A ideia que a ALEP quer combater é a de que o alojamento local não é só low cost.
E que não é uma moda passageira. Apesar de haver sempre um efeito manada, em que se diz “isto deve estar a dar”. Mas assim, quanto mais atacam o alojamento local, mais atraem gente para o alojamento local. O que é irracional. Acima de tudo: o AL é algo para ficar. Tem um peso importante: em Lisboa está a bater quase nos 40% das dormidas. Não da oferta. Eu não me importo muito com o indicador oferta, porque posso ter um alojamento local e nunca receber ninguém. É a diferença de um hotel para um alojamento local, onde posso fazer isto só uma ou duas vezes por semana, num período por ano e acabou. O que me interessa é qual é a opção dos viajantes: pela taxa turística sabemos que o alojamento local está já a chegar aos 40%, se não tiver ultrapassado…
Isto principalmente em Lisboa?
No Porto a mesmíssima coisa. E a nível nacional já podemos situar em perto de um terço das dormidas em alojamento local. Isso já é estruturante, já é um pilar do turismo. E o país que souber gerir bem isto terá uma vantagem estratégica única, porque lá fora estão ainda a tentar ver como reagir. E a reagir, aliás, muito emocionalmente, como está a acontecer aqui, recentemente, em Lisboa: a querer logo proibir, suspender, sem ver como se pode aproveitar o potencial do alojamento local e minimizando qualquer efeito negativo.
Lei feita à pressa, superficial e politizada
Os passos que foram dados — as novas regras entraram em vigor no domingo — têm pouco suporte em estudos. Quando a ALEP foi ouvida sobre as novas regras, explicaram-vos o racional por detrás de algumas destas regras?
Acho que no decorrer de todo o processo perdeu-se parte do que era o objetivo: encontrar uma coisa equilibrada e técnica. Porque o processo ganhou uma mediatização e uma instrumentalização política muito grandes. Inicialmente era um processo em que a tutela, o Governo, disse “ok, quero fazer ajustes” inclusive na própria questão da sustentabilidade dos grandes centros e dos bairros históricos. Isso estava nessa conversa. Inicialmente. Porque depois isso foi tudo atropelado, pelas eleições autárquicas e pela proposta parlamentar, que gerou uma reação em cadeia. Tudo isso criou uma perceção pública errada e tornou-se numa discussão eleitoral num momento muito quente. Radicalizou-se o discurso, o que depois dificultou a conversa.

Listagem fornecida
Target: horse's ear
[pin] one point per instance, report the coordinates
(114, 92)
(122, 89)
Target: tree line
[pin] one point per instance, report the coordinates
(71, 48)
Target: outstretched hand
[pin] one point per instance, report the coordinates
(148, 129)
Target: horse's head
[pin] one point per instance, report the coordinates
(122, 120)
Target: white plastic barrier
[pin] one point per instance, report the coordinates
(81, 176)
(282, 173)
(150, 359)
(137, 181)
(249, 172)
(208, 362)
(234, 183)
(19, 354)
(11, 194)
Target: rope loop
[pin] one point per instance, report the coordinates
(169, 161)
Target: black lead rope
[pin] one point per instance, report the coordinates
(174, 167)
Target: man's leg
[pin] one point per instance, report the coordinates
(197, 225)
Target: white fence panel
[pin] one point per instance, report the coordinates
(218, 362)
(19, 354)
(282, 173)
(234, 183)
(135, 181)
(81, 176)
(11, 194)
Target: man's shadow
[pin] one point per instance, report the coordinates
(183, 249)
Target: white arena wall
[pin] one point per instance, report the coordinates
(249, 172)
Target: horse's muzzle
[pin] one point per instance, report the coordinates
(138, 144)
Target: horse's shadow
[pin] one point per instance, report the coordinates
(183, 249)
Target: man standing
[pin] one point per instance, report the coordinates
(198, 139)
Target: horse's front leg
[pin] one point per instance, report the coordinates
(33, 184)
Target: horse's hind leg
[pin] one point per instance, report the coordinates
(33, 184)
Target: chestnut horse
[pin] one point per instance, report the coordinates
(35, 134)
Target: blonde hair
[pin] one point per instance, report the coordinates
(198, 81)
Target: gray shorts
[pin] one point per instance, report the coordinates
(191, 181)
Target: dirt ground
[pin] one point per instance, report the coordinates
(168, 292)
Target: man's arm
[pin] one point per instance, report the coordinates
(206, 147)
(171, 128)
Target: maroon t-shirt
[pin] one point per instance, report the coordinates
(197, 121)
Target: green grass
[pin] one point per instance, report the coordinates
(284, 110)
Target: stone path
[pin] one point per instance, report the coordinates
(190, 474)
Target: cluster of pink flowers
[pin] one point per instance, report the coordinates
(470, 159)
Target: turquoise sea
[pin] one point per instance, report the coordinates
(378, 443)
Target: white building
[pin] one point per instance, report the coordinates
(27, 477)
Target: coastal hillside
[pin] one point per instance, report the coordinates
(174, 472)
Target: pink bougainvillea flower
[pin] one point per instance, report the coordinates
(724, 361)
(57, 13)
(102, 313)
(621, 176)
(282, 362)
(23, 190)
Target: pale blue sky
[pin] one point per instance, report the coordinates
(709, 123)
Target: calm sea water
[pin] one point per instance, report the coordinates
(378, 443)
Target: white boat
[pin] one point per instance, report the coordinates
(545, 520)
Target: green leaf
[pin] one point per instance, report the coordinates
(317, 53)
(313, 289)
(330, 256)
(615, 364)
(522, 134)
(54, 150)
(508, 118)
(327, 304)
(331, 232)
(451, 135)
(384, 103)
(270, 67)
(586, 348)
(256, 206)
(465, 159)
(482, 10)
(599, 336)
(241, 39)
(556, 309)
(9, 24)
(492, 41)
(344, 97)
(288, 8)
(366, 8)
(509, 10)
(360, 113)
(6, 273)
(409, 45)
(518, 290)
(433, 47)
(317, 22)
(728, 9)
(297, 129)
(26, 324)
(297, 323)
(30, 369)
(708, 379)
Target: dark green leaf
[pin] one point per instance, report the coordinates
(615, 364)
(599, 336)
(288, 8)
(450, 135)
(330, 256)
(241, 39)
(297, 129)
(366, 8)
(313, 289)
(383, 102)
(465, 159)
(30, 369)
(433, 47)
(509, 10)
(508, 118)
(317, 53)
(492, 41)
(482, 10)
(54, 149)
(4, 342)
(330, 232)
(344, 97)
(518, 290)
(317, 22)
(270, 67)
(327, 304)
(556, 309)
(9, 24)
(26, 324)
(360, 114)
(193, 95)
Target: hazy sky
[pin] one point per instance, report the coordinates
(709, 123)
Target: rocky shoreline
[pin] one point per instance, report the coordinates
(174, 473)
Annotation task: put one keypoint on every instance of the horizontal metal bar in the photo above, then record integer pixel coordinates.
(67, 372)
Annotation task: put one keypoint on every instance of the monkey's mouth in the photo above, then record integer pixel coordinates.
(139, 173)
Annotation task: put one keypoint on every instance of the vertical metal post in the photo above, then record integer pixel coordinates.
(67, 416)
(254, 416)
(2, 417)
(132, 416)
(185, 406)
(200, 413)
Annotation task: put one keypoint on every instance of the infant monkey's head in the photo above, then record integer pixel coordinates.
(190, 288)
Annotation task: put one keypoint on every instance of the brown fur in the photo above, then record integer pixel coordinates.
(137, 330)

--

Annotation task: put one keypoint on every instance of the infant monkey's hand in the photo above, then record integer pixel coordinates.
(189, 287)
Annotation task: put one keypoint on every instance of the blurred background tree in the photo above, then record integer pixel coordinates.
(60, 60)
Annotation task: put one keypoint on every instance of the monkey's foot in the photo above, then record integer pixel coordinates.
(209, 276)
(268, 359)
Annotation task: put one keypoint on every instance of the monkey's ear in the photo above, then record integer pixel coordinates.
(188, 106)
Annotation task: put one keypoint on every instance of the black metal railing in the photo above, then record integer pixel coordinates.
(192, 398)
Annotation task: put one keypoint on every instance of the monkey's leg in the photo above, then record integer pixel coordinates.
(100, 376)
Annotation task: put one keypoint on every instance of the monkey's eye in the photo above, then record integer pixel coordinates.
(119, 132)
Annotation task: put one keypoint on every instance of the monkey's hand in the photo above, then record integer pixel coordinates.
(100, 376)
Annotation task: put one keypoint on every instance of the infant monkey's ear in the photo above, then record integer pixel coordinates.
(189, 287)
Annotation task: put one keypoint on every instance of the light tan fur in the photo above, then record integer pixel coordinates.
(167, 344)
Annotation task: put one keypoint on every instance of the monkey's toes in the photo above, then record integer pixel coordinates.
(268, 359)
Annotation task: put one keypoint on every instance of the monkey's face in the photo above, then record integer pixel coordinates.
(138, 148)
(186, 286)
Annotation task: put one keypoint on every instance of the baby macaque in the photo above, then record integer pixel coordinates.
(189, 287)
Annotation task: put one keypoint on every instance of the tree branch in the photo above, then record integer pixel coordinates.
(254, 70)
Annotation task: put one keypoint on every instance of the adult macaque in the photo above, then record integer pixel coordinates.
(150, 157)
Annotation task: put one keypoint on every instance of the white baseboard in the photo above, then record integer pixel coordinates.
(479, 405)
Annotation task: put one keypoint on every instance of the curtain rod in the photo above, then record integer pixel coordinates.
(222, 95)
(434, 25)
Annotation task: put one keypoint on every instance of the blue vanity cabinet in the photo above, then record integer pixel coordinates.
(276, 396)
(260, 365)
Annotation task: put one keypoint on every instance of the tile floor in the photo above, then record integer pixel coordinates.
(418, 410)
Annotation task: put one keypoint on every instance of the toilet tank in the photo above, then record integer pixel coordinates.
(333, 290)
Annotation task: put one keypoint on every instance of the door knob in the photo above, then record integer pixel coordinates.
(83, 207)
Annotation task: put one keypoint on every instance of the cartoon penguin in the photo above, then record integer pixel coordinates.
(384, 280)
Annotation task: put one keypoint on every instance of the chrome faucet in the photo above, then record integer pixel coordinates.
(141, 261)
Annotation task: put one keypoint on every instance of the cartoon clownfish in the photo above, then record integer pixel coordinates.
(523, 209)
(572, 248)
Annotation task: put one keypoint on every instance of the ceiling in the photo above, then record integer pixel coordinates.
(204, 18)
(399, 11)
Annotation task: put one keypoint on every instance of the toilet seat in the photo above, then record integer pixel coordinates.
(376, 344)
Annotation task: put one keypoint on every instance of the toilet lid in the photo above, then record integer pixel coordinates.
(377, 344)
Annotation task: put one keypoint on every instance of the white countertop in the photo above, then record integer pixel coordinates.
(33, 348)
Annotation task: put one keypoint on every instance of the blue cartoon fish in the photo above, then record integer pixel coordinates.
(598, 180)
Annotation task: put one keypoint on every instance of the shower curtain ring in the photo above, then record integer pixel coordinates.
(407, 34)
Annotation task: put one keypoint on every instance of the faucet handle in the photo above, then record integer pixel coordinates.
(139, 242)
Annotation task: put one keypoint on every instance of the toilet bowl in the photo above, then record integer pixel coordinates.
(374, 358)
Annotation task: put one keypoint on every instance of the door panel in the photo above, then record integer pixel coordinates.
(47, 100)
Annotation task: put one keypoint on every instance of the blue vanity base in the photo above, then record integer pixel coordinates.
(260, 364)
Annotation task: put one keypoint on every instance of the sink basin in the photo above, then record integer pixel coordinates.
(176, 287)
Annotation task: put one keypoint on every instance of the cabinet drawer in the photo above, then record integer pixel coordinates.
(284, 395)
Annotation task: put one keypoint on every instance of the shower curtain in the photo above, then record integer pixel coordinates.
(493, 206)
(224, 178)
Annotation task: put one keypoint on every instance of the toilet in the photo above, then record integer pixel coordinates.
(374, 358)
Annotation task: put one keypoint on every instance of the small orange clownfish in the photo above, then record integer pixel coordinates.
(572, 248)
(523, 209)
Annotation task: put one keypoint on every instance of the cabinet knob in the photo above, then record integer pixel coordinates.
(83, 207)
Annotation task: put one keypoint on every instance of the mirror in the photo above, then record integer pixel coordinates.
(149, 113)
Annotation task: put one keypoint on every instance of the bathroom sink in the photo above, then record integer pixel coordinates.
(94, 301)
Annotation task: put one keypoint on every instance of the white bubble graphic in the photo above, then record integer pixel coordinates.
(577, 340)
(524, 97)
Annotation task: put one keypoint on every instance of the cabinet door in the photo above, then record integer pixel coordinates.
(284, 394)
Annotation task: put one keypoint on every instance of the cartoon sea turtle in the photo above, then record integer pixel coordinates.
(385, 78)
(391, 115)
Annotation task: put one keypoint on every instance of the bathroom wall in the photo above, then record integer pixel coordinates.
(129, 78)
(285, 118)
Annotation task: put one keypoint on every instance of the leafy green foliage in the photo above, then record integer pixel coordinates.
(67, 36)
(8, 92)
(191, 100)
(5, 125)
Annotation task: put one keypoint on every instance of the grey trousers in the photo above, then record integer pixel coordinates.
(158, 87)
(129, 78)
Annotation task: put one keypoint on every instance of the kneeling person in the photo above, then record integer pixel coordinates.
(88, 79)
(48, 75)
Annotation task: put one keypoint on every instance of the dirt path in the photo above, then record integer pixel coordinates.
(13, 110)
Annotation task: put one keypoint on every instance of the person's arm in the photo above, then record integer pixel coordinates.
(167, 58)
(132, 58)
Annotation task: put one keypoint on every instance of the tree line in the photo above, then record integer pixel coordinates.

---

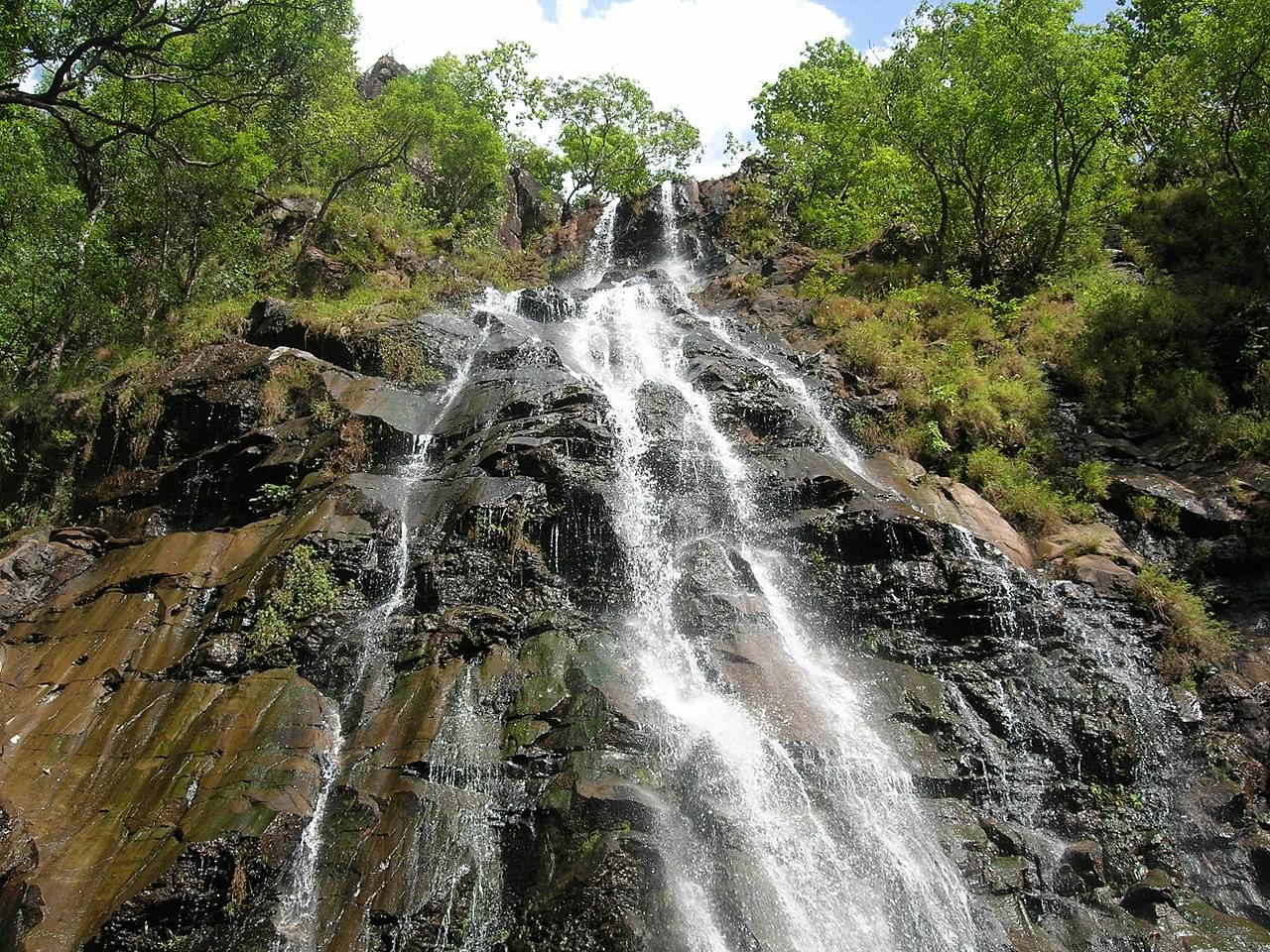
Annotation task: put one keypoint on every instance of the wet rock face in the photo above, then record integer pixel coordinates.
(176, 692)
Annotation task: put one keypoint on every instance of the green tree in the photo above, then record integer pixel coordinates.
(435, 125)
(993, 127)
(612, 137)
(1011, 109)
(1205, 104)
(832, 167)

Conjunto de tarefas
a: Responda a estas perguntas com base no texto sobre o alojamento local:
(i) Em Lisboa, que percentagem das dormidas o alojamento local está quase a atingir?
(ii) A nível nacional, que parte das dormidas já é feita em alojamento local?
(iii) Que dois acontecimentos atropelaram o processo das novas regras?
b: Prossiga o texto sobre o alojamento local a partir da última frase que aparece.

Respostas escritas
a:
(i) Quase 40% das dormidas.
(ii) Perto de um terço das dormidas.
(iii) As eleições autárquicas e a proposta parlamentar.

b:
Mas foram ouvidos sobre o assunto?
Fomos ouvidos? Sim, a comissão ouviu não sei quantas dezenas de pessoas. Mas nesse processo típico de audição ouvem-se muitas opiniões, a favor e contra, mas como está tudo radicalizado, as pessoas chegam lá com ideias contrárias. Agora, se formos ver em todas as audições as propostas concretas para resolver os problemas, são muito poucas. Nós fomos dos poucos que apresentámos propostas concretas.
E os decisores incluíram as vossas propostas na nova lei?
Não. No final, foi tudo decidido em duas semanas. Ouviram, ouviram e ouviram, mas aquilo que é importante — transformar as propostas radicais em ideias equilibradas — foi decidido em duas semanas, à pressa, por causa das férias judiciais, para estar fechado a 18 de julho. E por questões de compromissos políticos do segundo semestre, para poder anunciar determinadas medidas. E o que houve? Precipitação. Havia medidas que nós até entendíamos.
Dê-nos um exemplo.
A questão do centro histórico e das zonas em que há uma concentração maior: nós entendemos medidas que permitissem gerir e equilibrar estas zonas. Zonas em que o alojamento local foi fundamental para a reabilitação. Algumas eram zonas mortas, abandonadas, nas quais se não fosse o alojamento local não haveria atratividade e ninguém estaria a falar nelas agora para outros usos, mesmo de habitação. Mas entendemos que, a partir de certo momento, também não queremos uma monofuncionalidade, não queremos que seja só turismo. E não é um problema só do alojamento local, mas sim também da hotelaria. Todos nós temos de entender que a certo momento é preciso abrir espaço para que entre habitação e as políticas de habitação. A questão era: como iria ser feito.
E como é que foi feito?
De uma forma muito politizada, muito superficial, até sem conhecimento técnico básico, básico sobre as reações dos agentes económicos quando são pressionados para um ambiente de incerteza. É o que está a acontecer em Lisboa. Os agentes económicos agem irracionalmente, como é o caso dessa corrida aos registos [no portal do alojamento] que está a acontecer só em Lisboa, é um efeito típico desse erro.
Era previsível o que aconteceu?
Nós alertamos de forma muito clara para a forma como estavam a ser transmitidas algumas dessas medidas — sem nunca pôr em causa a necessidade de criar um equilíbrio em certas zonas. A forma como o alojamento local, por um lado, estava a ser atacado e, por outro, vendido como ‘a galinha dos ovos de ouro’, obviamente, iria criar um resultado contra-producente, um efeito contrário. Uma das medidas que mais criticámos foi a possibilidade de suspensão preventiva — sem grandes explicações, sem grande fundamento — até que o regulamento seja colocado em prática. Até entendemos a questão: vamos evitar uma especulação. Mas essas medidas mais extremas, sem grande fundamentação, ainda para mais se forem mal geridas em termos de comunicação, causam um efeito contrário. Causam uma corrida ao registo. Foi o que aconteceu em Lisboa.
Câmara comunica através de fugas de informação
Nas últimas semanas, o número de registos no portal do alojamento local só para Lisboa aumentou em 1.300. No país inteiro vamos em cerca de 77 mil registos.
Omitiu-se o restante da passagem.